> Verilen görev A
Aşağıdaki Âmirî hakkındaki metne göre (i), (ii) ve (iii) ifadelerinin metinle uyuşup uyuşmadığını belirtin; her biri için evet ya da hayır deyip karara dayanak olan sözleri metinden aynen alıntılayın. (i) Âmirî Rey şehrinde beş yıl kalmıştır. (ii) İbn Miskeveyh, Âmirî'den pek çok mesele öğrenmiştir. (iii) Âmirî, Rey'de kaldığı sürede yalnızca ders okutmuş, eser yazmamıştır.

> Seçilen metin
**********

Hiç şüphesiz bu durum, Bağdatlılarla Horasanlılar arasında öteden beri süregelen ilmî ve siyasî rekabetten kaynaklanmaktaydı.
Ebû Hayyân et-Tevhîdî’nin bildirdiğine göre Âmiri o devrin bir başka önemli kültür merkezi olan Rey şehrinde de beş yıl kalmıştır. Müellif, İbn Miskeveyh’ten söz ederken, “Âmiri Rey’de sürekli olarak beş yıl kaldı. Bu müddet zarfında hem ders okuttu, hem de eserlerini kaleme aldı. Ne var ki İbn Miskeveyh ondan ne bir mesele ne de bir kelime öğrenebildi; âdeta ikisinin arasında bir set vardı” diyerek böylesine değerli bir filozoftan istifade edemediği için İbn Mİskeveyh’i eleştirmektedir.

**********

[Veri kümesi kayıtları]
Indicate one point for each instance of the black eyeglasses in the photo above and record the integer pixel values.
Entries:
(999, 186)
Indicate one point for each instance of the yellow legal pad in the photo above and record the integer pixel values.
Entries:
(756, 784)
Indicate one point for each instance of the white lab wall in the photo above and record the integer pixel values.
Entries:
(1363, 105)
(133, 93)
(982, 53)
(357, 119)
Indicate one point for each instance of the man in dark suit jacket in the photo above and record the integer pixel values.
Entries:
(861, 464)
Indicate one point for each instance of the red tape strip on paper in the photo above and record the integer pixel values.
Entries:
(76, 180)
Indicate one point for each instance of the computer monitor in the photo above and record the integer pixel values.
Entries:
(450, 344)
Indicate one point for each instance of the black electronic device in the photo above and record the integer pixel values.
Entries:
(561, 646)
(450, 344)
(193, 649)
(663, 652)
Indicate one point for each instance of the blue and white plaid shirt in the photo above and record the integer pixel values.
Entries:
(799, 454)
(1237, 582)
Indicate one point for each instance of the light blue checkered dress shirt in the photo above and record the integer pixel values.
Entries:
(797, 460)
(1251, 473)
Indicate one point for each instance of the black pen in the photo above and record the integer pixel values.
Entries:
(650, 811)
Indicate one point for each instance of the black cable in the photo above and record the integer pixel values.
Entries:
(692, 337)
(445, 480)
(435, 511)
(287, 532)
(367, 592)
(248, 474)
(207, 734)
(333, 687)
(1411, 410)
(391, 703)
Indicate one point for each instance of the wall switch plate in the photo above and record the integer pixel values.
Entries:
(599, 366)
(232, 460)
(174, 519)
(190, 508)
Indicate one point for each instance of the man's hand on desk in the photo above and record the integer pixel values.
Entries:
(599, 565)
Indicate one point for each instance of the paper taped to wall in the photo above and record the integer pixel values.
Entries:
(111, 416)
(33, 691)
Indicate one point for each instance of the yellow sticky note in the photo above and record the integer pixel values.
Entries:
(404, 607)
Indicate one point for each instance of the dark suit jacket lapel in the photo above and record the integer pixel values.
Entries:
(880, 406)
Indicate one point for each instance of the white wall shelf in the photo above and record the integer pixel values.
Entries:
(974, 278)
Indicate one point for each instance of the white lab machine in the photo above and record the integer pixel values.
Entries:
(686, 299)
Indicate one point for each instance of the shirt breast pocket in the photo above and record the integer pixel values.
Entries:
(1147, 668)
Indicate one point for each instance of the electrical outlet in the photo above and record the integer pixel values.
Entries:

**********

> Verilen görev B
Kayıtlarda "Indicate one point for each instance of the electrical" ifadesini içeren satırdan kayıtların sonuna kadar her şeyi lütfen satır satır aynen yazın.

> Görev sonucu A
(i) Evet: "Âmiri Rey’de sürekli olarak beş yıl kaldı."
(ii) Hayır: "İbn Miskeveyh ondan ne bir mesele ne de bir kelime öğrenebildi"
(iii) Hayır: "hem ders okuttu, hem de eserlerini kaleme aldı."

> Görev sonucu B
Indicate one point for each instance of the electrical outlet in the photo above and record the integer pixel values.
Entries:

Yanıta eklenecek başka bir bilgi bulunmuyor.